WHAT YOU ARE ASKED TO DO:
Can you reproduce word for word the part of the debate transcript from "I turn to a" to "history of politics."?

Several Hon. Members

rose

Mr. Wyatt

I assure my hon Friends that interruptions, entertaining though they may be, merely prolong my discourse.

Unless we see to it, not merely by pious hopes, but by real action, that wages do not rise while prices rise—and prices will rise far more than the Government have forecast—we will wipe out within a few months the whole advantage of devaluation and find ourselves back where we started. What frightens me about the Letter of Intent is that it contains no intention on the part of the Government to legislate to make sure of compulsory wage restraint.

It is absolutely useless to pretend that George Woodcock, amiable fellow though he is, will be able to dissuade unions from having vast wage increases; and the moment prices begin to rise, the pressure on the Government will be insupportable. They will have to give in unless they have legislation to prevent them from doing so.

At the same time, I agree that the prices side of the Prices and Incomes Board should be strengthened. It should be remembered, however, that it is far stronger on prices than it is on wages because price increases are genuinely held up for a longish period before they are agreed by the Board, whereas wage increases can be retrospective, so that there is no real effect on wage increases at all.

Mr. Orme

Terrible.

Mr. Wyatt

I am pleased that my hon. Friend considers that this is a terrible speech. It means that at last he is having some of the ghastly facts which face his country placed before him.

Unless the Labour Party—which my hon. Friends and I all love—is prepared to face up to the realities of the present situation, and realise that devaluation is not a pipe dream which will take us over the hump, we will be out of office for 30 years. The new Chancellor of the Exchequer is probably the last hope that the Labour Party has for a generation. To start his period of office off by bully-ragging him is the most extraordinary way of supporting the Labour Government—particularly when we are faced with such grave difficulties.

I turn to a topic of which some of my hon. Friends will approve. I simply cannot understand how it is that, three years after taking office, a Labour Government are still spending about £570 million a year, in devaluation prices, in Government expenditure overseas compared with a total expenditure by the Government overseas of £16 million in 1938. This is one of the most extraordinary failures to face up to the facts in the history of politics.

SUPPLIED MATERIAL:
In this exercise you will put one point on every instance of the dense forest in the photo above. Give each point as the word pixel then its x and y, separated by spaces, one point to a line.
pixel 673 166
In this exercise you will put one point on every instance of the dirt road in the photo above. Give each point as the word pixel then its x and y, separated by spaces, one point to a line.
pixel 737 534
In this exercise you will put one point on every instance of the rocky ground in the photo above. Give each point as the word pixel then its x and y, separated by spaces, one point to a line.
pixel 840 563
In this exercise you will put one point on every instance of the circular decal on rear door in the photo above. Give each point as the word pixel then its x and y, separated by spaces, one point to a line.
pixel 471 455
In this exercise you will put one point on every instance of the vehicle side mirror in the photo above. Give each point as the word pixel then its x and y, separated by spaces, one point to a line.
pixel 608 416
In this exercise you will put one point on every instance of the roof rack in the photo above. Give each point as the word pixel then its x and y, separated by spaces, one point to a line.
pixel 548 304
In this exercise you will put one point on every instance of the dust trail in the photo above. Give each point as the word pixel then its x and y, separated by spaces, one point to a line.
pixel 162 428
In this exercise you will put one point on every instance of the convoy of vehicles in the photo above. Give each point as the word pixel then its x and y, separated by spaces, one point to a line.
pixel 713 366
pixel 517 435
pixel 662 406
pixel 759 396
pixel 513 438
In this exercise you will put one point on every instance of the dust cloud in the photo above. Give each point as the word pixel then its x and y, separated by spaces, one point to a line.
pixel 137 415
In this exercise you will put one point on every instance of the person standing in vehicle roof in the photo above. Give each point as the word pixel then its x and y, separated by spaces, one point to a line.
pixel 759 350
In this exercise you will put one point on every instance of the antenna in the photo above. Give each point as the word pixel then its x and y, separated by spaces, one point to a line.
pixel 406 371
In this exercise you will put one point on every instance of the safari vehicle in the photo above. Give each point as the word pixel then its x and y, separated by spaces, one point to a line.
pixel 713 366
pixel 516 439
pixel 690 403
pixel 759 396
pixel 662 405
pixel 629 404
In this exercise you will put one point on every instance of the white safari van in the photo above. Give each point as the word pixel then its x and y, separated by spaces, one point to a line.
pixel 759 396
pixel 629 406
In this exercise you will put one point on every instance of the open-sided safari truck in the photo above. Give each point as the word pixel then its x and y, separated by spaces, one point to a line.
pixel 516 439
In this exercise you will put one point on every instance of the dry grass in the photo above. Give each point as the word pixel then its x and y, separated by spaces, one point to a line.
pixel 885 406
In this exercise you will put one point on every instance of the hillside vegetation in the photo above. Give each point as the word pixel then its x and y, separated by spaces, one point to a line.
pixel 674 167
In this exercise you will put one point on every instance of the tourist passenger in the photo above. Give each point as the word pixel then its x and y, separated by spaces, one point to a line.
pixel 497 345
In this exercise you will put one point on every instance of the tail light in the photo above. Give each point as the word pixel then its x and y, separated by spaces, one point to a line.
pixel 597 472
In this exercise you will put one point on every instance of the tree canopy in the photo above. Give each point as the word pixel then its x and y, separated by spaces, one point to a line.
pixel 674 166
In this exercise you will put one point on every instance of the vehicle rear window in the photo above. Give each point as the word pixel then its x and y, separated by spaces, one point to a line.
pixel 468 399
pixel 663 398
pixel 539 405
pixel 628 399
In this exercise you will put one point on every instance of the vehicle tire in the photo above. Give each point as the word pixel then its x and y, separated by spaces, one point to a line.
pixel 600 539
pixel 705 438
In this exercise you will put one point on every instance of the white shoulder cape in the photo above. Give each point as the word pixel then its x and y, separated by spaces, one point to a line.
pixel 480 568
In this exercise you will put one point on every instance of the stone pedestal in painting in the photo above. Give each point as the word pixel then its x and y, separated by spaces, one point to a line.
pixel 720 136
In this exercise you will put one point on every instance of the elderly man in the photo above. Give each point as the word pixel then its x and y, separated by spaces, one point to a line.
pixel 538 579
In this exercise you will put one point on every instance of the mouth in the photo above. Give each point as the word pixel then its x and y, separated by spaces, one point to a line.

WRITTEN ANSWER:
I turn to a topic of which some of my hon. Friends will approve. I simply cannot understand how it is that, three years after taking office, a Labour Government are still spending about £570 million a year, in devaluation prices, in Government expenditure overseas compared with a total expenditure by the Government overseas of £16 million in 1938. This is one of the most extraordinary failures to face up to the facts in the history of politics.